→ **Source**
==============================

Following the UK’s exit from the EU there has been considerable doubt as to whether it was possible to bring a claim in the UK arising from an accident abroad. This case has clarified the position and will be of interest to potential Claimants and insurance companies alike.

In January 2010, Lady Brownlie and her husband were on holiday in Egypt. They were staying at the Four Seasons Hotel Cairo at Nile plaza. They went on a guided driving tour which Lady Brownlie had booked through the hotel. The vehicle they were travelling in crashed, killing her husband and seriously injuring Lady Brownlie. She issued court proceedings in England and one of the issues that arose was whether permission should have been given to serve court proceedings out of the jurisdiction thereby allowing the claim to proceed in England.

This key question in the case came down to interpreting the wording of what is known as the “Tort-Gateway” within Civil Procedure Rules Practice Direction 6B paragraph 3.1 (9) (a). The rule provides that it is necessary that “damage was sustained, or will be sustained, within the jurisdiction…” It is also necessary for a Claimant to show that the claim has a reasonable prospect of success and England and Wales is the appropriate forum in which to bring the claim. The Hotel argued that the words “damage was sustained… within the jurisdiction” meant that the initial or direct damage would have had to have been sustained in England and Wales to allow the case to proceed here. Lady Brownlie argued that it was sufficient that significant damage is sustained here (such as pain, suffering and loss of amenity which remained ongoing after her return to England). The Supreme Court favoured a wider interpretation.

==============================

→ **Rows**

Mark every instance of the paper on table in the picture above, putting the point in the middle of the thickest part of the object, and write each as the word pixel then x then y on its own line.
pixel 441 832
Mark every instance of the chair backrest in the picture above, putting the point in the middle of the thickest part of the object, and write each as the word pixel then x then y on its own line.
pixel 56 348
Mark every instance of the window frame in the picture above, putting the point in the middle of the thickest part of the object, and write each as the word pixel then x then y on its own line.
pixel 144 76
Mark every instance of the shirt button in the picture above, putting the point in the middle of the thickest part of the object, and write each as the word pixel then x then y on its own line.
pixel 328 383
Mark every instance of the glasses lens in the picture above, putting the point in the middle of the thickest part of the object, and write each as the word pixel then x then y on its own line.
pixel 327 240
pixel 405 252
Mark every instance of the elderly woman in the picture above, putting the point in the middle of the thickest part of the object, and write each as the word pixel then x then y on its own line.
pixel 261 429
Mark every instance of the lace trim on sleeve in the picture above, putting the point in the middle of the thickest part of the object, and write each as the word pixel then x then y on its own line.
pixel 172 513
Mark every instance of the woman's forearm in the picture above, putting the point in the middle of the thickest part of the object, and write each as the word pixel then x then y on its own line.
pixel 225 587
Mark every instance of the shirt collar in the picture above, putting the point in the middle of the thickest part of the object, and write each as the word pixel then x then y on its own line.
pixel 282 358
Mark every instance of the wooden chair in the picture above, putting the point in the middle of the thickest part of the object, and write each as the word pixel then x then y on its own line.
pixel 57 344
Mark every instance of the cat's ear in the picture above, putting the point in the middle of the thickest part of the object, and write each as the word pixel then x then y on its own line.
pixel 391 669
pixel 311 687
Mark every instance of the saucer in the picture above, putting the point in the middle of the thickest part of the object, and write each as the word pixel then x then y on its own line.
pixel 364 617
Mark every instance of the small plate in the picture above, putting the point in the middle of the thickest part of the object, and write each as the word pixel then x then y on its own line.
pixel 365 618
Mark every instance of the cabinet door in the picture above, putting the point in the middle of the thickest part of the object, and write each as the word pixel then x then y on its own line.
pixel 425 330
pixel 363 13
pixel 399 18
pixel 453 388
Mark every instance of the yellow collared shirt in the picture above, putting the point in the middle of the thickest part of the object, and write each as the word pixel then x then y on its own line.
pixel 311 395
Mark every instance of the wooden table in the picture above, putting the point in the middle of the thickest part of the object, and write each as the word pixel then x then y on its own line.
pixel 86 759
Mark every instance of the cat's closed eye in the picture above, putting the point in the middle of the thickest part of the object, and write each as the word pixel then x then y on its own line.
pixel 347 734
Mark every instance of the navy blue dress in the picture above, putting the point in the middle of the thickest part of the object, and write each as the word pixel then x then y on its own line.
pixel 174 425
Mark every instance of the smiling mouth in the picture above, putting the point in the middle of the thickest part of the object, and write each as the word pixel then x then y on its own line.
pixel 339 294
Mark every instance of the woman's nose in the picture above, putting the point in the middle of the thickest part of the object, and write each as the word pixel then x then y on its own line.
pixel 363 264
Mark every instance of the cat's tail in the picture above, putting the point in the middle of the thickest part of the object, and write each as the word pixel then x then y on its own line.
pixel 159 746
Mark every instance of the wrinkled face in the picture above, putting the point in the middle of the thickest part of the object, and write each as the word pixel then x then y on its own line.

==============================

→ **Exercise A**
From the passage about Lady Brownlie's claim, list every requirement it says a claim must meet to proceed in England under the rule it discusses.
→ **Exercise B**
Please carry the passage about Lady Brownlie's claim forward from its last sentence.

→ **Result A**
- Damage was sustained, or will be sustained, within the jurisdiction.
- The claim has a reasonable prospect of success.
- England and Wales is the appropriate forum in which to bring the claim.

→ **Result B**
This case provides a useful clarification of the position which had been far from clear post-Brexit. It is likely to mean that English persons injured in accidents abroad should be able to resume bringing claims here, although there may still be disagreement on a case by case basis as to whether there has been significant damage sustained in the jurisdiction particularly in less serious accident claims. There may also be ongoing issues relating to the enforcement of judgments abroad that being another issue left unresolved by the EU withdrawal agreement.